### [RECORDS TO PROCESS]

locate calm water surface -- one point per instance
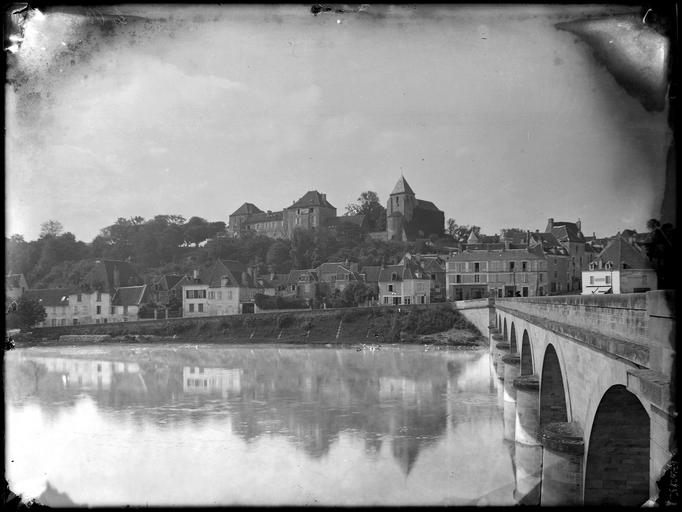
(256, 424)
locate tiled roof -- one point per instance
(105, 271)
(13, 280)
(130, 296)
(485, 255)
(234, 270)
(311, 198)
(168, 281)
(266, 217)
(49, 297)
(353, 219)
(567, 232)
(619, 251)
(402, 187)
(295, 275)
(427, 205)
(247, 209)
(371, 273)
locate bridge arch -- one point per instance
(553, 407)
(617, 462)
(526, 355)
(513, 349)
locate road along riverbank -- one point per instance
(432, 324)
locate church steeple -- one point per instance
(402, 187)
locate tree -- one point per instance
(355, 293)
(277, 257)
(30, 312)
(368, 204)
(51, 228)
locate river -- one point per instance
(256, 425)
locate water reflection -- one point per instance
(282, 425)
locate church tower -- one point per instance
(399, 209)
(402, 200)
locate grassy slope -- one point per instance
(367, 325)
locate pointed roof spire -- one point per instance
(402, 187)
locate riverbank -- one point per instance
(437, 324)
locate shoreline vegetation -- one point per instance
(432, 325)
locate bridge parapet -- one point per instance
(624, 316)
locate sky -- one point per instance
(490, 112)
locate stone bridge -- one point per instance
(588, 392)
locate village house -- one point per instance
(227, 288)
(15, 286)
(537, 268)
(409, 218)
(570, 236)
(56, 304)
(302, 284)
(167, 287)
(620, 268)
(92, 301)
(335, 277)
(434, 267)
(404, 283)
(126, 303)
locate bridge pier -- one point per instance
(528, 448)
(501, 349)
(562, 464)
(512, 369)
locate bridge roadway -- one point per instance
(588, 392)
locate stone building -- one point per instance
(570, 236)
(309, 212)
(409, 218)
(620, 268)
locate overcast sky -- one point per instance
(492, 113)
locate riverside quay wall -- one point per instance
(594, 387)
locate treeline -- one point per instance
(169, 244)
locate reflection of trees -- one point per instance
(308, 394)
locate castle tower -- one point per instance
(400, 208)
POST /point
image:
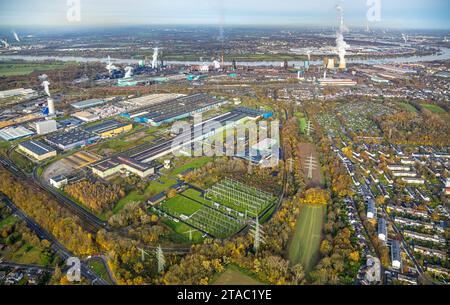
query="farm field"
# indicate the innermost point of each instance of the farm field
(305, 243)
(233, 276)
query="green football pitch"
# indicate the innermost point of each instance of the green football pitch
(305, 243)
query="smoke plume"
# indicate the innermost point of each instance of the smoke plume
(5, 43)
(341, 45)
(155, 58)
(45, 83)
(128, 72)
(16, 37)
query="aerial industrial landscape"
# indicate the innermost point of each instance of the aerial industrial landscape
(225, 155)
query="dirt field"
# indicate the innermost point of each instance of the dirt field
(306, 151)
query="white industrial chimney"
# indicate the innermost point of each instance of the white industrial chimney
(51, 106)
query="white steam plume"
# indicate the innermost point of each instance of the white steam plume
(45, 84)
(16, 37)
(5, 43)
(341, 45)
(110, 67)
(128, 72)
(405, 38)
(155, 58)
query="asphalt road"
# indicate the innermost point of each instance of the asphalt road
(55, 245)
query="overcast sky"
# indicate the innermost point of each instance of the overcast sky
(394, 13)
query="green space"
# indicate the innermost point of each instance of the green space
(239, 197)
(4, 146)
(25, 68)
(10, 220)
(234, 275)
(97, 266)
(305, 243)
(26, 254)
(301, 121)
(433, 108)
(181, 232)
(181, 205)
(408, 107)
(152, 189)
(196, 195)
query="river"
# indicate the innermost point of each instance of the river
(444, 54)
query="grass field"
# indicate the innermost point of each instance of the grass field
(182, 205)
(181, 232)
(98, 267)
(153, 188)
(434, 108)
(196, 163)
(26, 254)
(408, 107)
(305, 243)
(197, 196)
(15, 69)
(8, 221)
(301, 121)
(233, 276)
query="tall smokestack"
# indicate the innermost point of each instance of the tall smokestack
(155, 58)
(341, 45)
(51, 106)
(16, 37)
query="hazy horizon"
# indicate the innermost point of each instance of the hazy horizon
(413, 14)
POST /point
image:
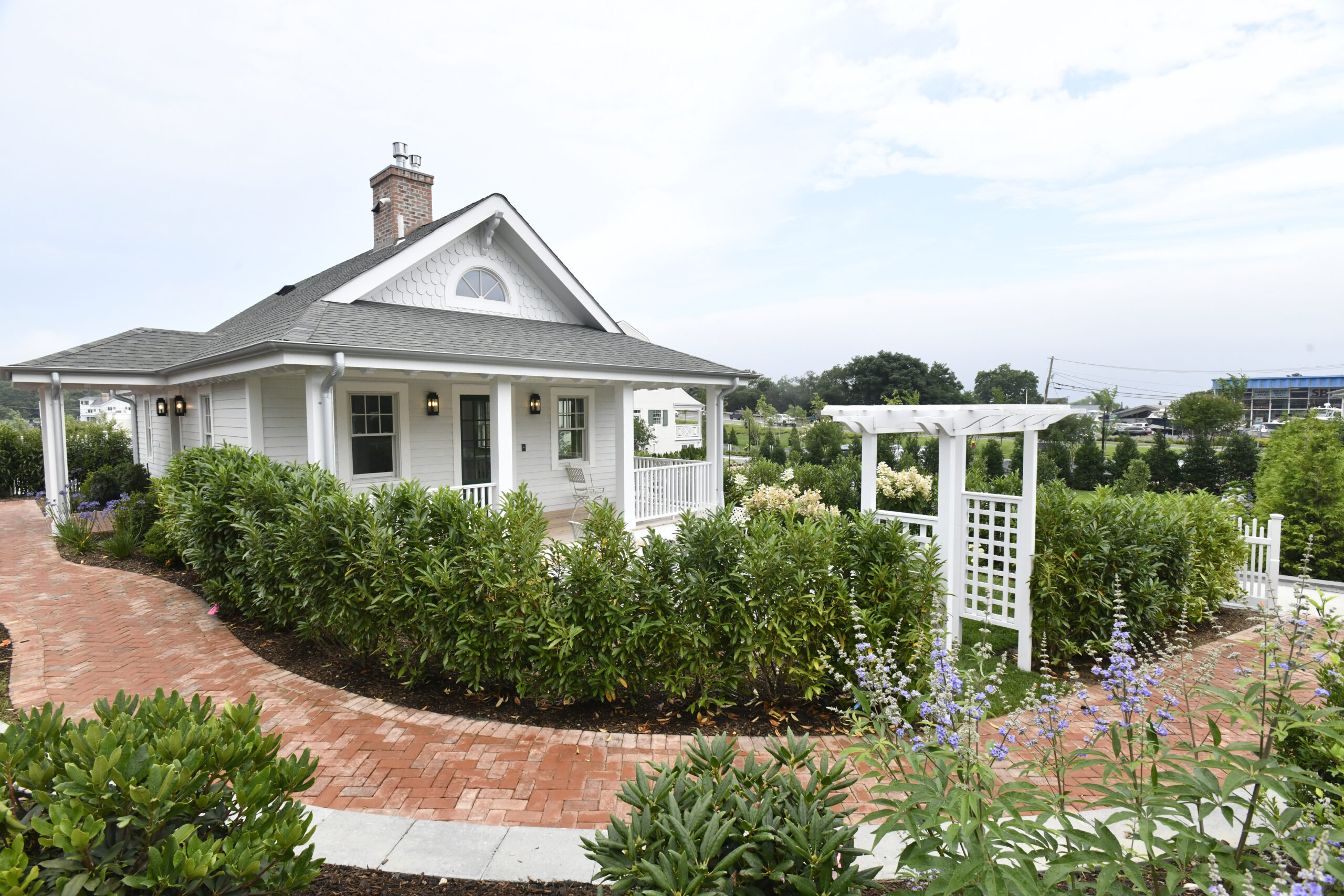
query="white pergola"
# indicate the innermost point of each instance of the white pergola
(985, 541)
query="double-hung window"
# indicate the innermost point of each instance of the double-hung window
(572, 416)
(207, 422)
(373, 430)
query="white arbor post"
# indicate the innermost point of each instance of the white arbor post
(625, 452)
(869, 480)
(714, 441)
(985, 542)
(502, 437)
(1027, 542)
(952, 523)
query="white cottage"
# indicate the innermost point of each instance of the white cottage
(459, 351)
(674, 418)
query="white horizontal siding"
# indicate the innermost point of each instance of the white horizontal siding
(284, 418)
(229, 404)
(432, 437)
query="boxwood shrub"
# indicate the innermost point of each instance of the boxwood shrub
(154, 794)
(426, 582)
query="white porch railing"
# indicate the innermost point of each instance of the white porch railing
(481, 495)
(918, 525)
(666, 487)
(1260, 573)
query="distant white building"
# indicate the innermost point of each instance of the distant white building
(674, 418)
(105, 407)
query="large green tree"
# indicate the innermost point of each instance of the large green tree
(1018, 387)
(1301, 476)
(1199, 464)
(1163, 465)
(870, 379)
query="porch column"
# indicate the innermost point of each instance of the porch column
(1026, 544)
(869, 481)
(624, 498)
(313, 406)
(714, 441)
(502, 437)
(952, 524)
(56, 467)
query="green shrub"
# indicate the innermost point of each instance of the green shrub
(424, 581)
(706, 827)
(158, 547)
(1301, 476)
(111, 483)
(20, 458)
(1171, 553)
(159, 796)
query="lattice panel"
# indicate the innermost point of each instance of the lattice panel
(994, 590)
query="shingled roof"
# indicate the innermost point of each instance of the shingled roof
(300, 318)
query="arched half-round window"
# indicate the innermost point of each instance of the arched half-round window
(480, 284)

### [AIM OF THE EXERCISE]
Please transcribe all of the records above exactly, leaving out any pictures.

### [ANSWER FOR THE TASK]
locate calm water surface -- one point per instance
(256, 424)
locate tiled roof -- one point per instance
(105, 271)
(13, 280)
(130, 296)
(485, 255)
(234, 270)
(311, 198)
(168, 281)
(266, 217)
(49, 297)
(353, 219)
(567, 232)
(619, 251)
(402, 187)
(295, 275)
(427, 205)
(247, 209)
(371, 273)
locate bridge arch -- one point per instance
(553, 407)
(617, 462)
(526, 355)
(513, 349)
locate road along riverbank -- one point per instance
(432, 324)
locate church steeple -- one point per instance
(402, 187)
locate tree -- one point per instance
(355, 293)
(277, 257)
(30, 312)
(368, 204)
(51, 228)
locate river -- one point per instance
(256, 425)
locate water reflection -- one point per instance
(282, 425)
locate church tower -- one point per instance
(399, 209)
(402, 200)
locate grassy slope -- one point per instance
(367, 325)
locate pointed roof spire -- one point per instance
(402, 187)
locate riverbank -- one point per instance
(437, 324)
locate shoreline vegetation -- one point per instance
(432, 325)
locate bridge parapet -- one point per instance
(624, 316)
locate sky -- one point per instance
(490, 112)
locate stone bridge -- one point per instance
(588, 392)
locate village house -- one point per instance
(227, 288)
(15, 286)
(537, 268)
(409, 218)
(570, 236)
(56, 304)
(302, 284)
(167, 287)
(620, 268)
(92, 301)
(335, 277)
(434, 267)
(404, 283)
(126, 303)
locate bridge pier -- one point per instance
(528, 448)
(501, 349)
(562, 464)
(512, 369)
locate bridge roadway -- one point per instance
(588, 392)
locate stone building -- one point per instance
(570, 236)
(309, 212)
(409, 218)
(620, 268)
locate overcast sky -- one point per instance
(492, 113)
locate riverside quay wall -- one point per instance
(594, 387)
locate treeline -- one point per instance
(169, 244)
locate reflection of trees -- one point per instance
(308, 394)
locate castle tower -- one point per instance
(400, 208)
POST /point
image:
query="farm field"
# indicate the innermost point of each instance of the farm field
(305, 243)
(233, 276)
query="green football pitch"
# indicate the innermost point of each instance of the green football pitch
(305, 243)
query="smoke plume"
# indicate the innermost point of each instance of the smoke plume
(5, 43)
(341, 45)
(155, 58)
(45, 83)
(128, 72)
(16, 37)
query="aerial industrial landscape"
# indicate the innermost point of each instance of the aerial industrial landscape
(225, 155)
query="dirt field"
# indicate the innermost point of each instance of the dirt field
(306, 151)
query="white industrial chimney"
# indicate the innermost point of each instance of the white industrial chimney
(51, 106)
query="white steam plume"
# indicate the innermost point of each instance of the white steam plume
(45, 84)
(16, 37)
(5, 43)
(341, 45)
(110, 67)
(128, 72)
(405, 38)
(155, 58)
query="asphalt road"
# indicate the innermost point of each instance of the asphalt road
(55, 245)
query="overcast sky"
# indicate the innermost point of each instance of the overcast sky
(394, 13)
query="green space"
# indicate the innermost point of each instance of the green space
(239, 197)
(4, 146)
(25, 68)
(10, 220)
(234, 275)
(97, 266)
(305, 243)
(26, 254)
(301, 121)
(433, 108)
(181, 232)
(181, 205)
(408, 107)
(152, 189)
(196, 195)
query="river"
# indicate the innermost point of each instance of the river
(444, 54)
query="grass field"
# indicate the innermost point of each instance of the grass field
(182, 205)
(181, 232)
(98, 267)
(153, 188)
(434, 108)
(196, 163)
(26, 254)
(408, 107)
(305, 243)
(197, 196)
(15, 69)
(8, 221)
(301, 121)
(233, 276)
query="tall smokestack"
# indicate the innermost point of each instance of the tall smokestack
(155, 58)
(341, 45)
(51, 106)
(16, 37)
query="hazy horizon"
# indicate the innermost point of each instance of the hazy horizon
(413, 14)
POST /point
image:
query="white pergola"
# indicate the innermost point of each instance of the white pergola
(985, 541)
query="double-hung window"
# indicate the innermost point of each instance of the double-hung window
(572, 416)
(207, 422)
(373, 430)
query="white arbor post"
# indicate the innermost point of each instance of the white arbor post
(625, 452)
(869, 480)
(714, 441)
(985, 542)
(502, 437)
(1027, 542)
(952, 523)
query="white cottage"
# indicate the innermost point of each instance of the white cottage
(459, 351)
(674, 418)
query="white horizontal siding"
# indicate the innermost point of each instance of the white horizontal siding
(284, 418)
(229, 404)
(432, 437)
query="boxwood shrub"
# indicate the innermost point of each instance of the boxwood shrub
(154, 794)
(426, 582)
query="white porch railing"
# indicate the innermost point of each instance of the white porch railing
(481, 495)
(918, 525)
(666, 487)
(1260, 573)
query="distant white building"
# indicate the innermost point of each instance of the distant white building
(674, 418)
(105, 407)
query="large green tree"
# indicate the innermost point of each instance of the large green tree
(1018, 387)
(1301, 476)
(1199, 464)
(1163, 465)
(870, 379)
query="porch column"
# indicate the innermost point of each instance of the porch column
(1026, 544)
(869, 481)
(624, 498)
(313, 406)
(714, 441)
(502, 437)
(952, 524)
(56, 467)
query="green shrub"
# indicate the innermost point of each instance of the green shrub
(424, 581)
(706, 827)
(158, 547)
(1301, 476)
(111, 483)
(20, 458)
(1171, 553)
(159, 796)
query="lattice panel"
# indicate the innermost point of each instance of the lattice panel
(994, 590)
query="shingled roof"
# indicate the innermost point of each instance of the shingled roof
(300, 318)
query="arched half-round window"
# indicate the innermost point of each instance of the arched half-round window
(480, 284)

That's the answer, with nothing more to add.